Aim of the task:
Change every "even-odd rule" in the listing below to "nonzero winding rule" and reproduce all other lines unchanged. Omit the pictures from your answer.

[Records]
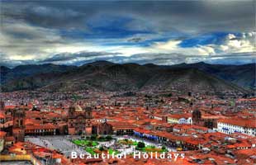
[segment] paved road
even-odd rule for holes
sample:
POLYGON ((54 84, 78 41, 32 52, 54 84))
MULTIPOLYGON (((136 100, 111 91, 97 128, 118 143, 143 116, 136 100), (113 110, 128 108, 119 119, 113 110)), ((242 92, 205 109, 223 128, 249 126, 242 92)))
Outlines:
POLYGON ((59 150, 67 157, 70 156, 70 153, 73 151, 77 152, 78 154, 88 154, 82 147, 70 142, 66 136, 26 137, 25 141, 29 141, 47 148, 59 150))

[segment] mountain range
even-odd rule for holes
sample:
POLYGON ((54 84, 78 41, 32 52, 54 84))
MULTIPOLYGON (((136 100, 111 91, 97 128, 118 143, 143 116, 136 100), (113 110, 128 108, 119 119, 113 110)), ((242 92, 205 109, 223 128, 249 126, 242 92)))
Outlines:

The completed task:
[segment] paved road
nonzero winding rule for holes
sample:
POLYGON ((54 84, 78 41, 32 52, 54 84))
MULTIPOLYGON (((136 100, 111 91, 97 128, 118 143, 143 116, 136 100), (113 110, 128 108, 119 119, 113 110)), ((242 92, 205 109, 223 128, 249 126, 242 92)))
Outlines:
POLYGON ((59 150, 67 157, 70 156, 70 153, 73 151, 77 152, 78 154, 88 154, 82 147, 70 142, 66 136, 26 137, 25 141, 29 141, 47 148, 59 150))

[segment] mountain range
nonzero winding rule for holes
sample:
POLYGON ((54 84, 78 41, 32 52, 54 84))
MULTIPOLYGON (((136 100, 111 91, 97 128, 118 143, 143 116, 136 100), (113 110, 128 108, 119 119, 113 110)), ((242 92, 205 109, 223 128, 249 126, 242 92)))
Outlines:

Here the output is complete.